# SOURCE INFORMATION
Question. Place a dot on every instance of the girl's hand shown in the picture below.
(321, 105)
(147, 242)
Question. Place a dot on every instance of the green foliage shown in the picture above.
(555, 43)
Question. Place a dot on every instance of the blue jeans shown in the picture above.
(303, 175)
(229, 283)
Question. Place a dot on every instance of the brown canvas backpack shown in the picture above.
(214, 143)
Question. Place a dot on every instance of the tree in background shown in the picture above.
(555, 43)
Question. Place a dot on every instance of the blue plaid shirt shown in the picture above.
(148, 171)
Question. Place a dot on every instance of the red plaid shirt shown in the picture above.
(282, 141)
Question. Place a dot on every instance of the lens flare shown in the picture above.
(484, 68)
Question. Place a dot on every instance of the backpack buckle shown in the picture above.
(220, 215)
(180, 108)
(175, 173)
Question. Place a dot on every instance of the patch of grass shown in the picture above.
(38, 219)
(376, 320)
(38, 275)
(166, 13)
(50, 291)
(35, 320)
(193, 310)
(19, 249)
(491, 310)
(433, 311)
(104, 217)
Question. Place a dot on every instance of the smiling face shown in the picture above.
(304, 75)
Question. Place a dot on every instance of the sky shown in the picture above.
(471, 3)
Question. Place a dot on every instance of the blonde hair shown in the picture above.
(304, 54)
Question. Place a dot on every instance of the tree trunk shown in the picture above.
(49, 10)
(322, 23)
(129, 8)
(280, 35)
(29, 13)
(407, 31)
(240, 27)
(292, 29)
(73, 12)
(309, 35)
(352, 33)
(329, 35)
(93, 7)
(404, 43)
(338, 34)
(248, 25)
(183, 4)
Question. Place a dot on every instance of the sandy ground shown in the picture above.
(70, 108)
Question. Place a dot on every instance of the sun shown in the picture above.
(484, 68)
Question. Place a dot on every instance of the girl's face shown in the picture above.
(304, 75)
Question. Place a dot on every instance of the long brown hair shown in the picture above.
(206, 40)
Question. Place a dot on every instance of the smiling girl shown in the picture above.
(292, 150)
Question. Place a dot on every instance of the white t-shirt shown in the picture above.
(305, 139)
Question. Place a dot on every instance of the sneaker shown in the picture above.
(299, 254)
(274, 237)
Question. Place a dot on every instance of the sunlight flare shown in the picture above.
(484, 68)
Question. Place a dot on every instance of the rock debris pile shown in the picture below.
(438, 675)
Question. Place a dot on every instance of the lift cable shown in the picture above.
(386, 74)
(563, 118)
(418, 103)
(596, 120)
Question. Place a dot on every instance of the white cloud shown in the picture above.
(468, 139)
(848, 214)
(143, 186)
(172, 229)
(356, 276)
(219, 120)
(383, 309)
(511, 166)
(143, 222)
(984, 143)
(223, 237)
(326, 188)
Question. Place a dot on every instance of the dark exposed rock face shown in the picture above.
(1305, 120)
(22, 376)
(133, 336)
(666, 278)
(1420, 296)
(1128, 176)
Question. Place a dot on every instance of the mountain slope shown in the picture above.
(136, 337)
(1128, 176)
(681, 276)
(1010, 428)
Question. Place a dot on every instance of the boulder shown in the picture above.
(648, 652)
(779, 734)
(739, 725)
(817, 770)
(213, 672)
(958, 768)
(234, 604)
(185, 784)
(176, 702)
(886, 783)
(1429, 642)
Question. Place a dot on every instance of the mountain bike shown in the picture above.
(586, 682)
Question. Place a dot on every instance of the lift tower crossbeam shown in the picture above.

# WORK TASK
Render the whole set of entries again, exactly as given.

# YOUR RESPONSE
Question. Place a dot on every instance of the girl's hand shown in the picture below.
(321, 105)
(147, 242)
Question. Place a dot on every instance of the green foliage shown in the picture above.
(555, 43)
Question. Place a dot on every instance of the blue jeans shown in the picture above.
(303, 175)
(229, 283)
Question. Place a dot on every instance of the brown canvas backpack shown in the picture above.
(214, 143)
Question. Place a dot on every instance of the tree in background shown in the picture above.
(555, 43)
Question. Place a dot on every instance of the blue plaid shirt shown in the picture above.
(148, 171)
Question. Place a dot on every instance of the red plaid shirt shown in the picture above.
(282, 141)
Question. Place a dot on every instance of the lens flare shown in the picture above.
(484, 68)
Question. Place a dot on every instance of the backpack buckle shown in the picture above.
(220, 215)
(180, 108)
(175, 173)
Question. Place a dot on every instance of the patch of grass shown in the picture above.
(38, 219)
(376, 320)
(38, 275)
(166, 13)
(50, 291)
(35, 320)
(193, 310)
(19, 249)
(491, 310)
(433, 311)
(104, 217)
Question. Place a dot on every instance of the smiling face shown in the picture above.
(304, 75)
Question. Place a dot on every instance of the sky shown in the picture above.
(471, 3)
Question. Place a dot on every instance of the blonde hair shown in the picture above.
(304, 54)
Question. Place a dot on every instance of the tree trunk shown in the picture above.
(49, 10)
(322, 23)
(129, 8)
(280, 35)
(29, 13)
(407, 31)
(240, 27)
(292, 29)
(73, 12)
(309, 35)
(352, 33)
(329, 35)
(93, 7)
(404, 43)
(338, 34)
(248, 25)
(183, 4)
Question. Place a dot on every instance of the sandy ground shown in the picture above.
(70, 108)
Question. Place a dot on every instance of the sun shown in the picture above.
(484, 68)
Question. Place a dot on every instance of the girl's face shown in the picture above.
(304, 75)
Question. Place a dot on every instance of the long brown hair shown in the picture above.
(206, 40)
Question. Place a dot on every instance of the smiling girl shown in the picture above.
(292, 150)
Question. Place a dot on every instance of the white t-shirt shown in the picture above.
(305, 139)
Question. Place a dot on every instance of the sneaker shown in the picture above.
(299, 254)
(274, 237)
Question. Place a dot on every instance of the sunlight flare shown in the picture above.
(484, 68)
Question. Place a dot on every instance of the rock debris pile shown in the picture below.
(438, 675)
Question. Place a dot on every instance of the lift cable shown in the picture above.
(386, 74)
(563, 118)
(418, 103)
(596, 120)
Question. Place a dot on every instance of the white cloud shown in the picture above.
(468, 139)
(848, 214)
(143, 186)
(172, 229)
(356, 276)
(219, 120)
(383, 309)
(511, 166)
(143, 222)
(984, 143)
(223, 237)
(326, 188)
Question. Place a dot on every instance of the dark exposed rock face shown in the picture above.
(1305, 120)
(22, 376)
(133, 336)
(666, 278)
(1420, 296)
(1128, 176)
Question. Place a dot on every instance of the mountain slope shown in the picture above.
(136, 337)
(1128, 176)
(681, 276)
(1010, 428)
Question. Place a dot on every instance of the boulder shown in the picture above.
(648, 652)
(779, 734)
(739, 725)
(817, 770)
(213, 672)
(958, 768)
(234, 604)
(185, 784)
(176, 702)
(886, 783)
(1429, 642)
Question. Place a dot on every instance of the mountain bike shown in the picture above.
(586, 682)
Question. Place a dot on every instance of the lift tower crossbeam shown in the picture above.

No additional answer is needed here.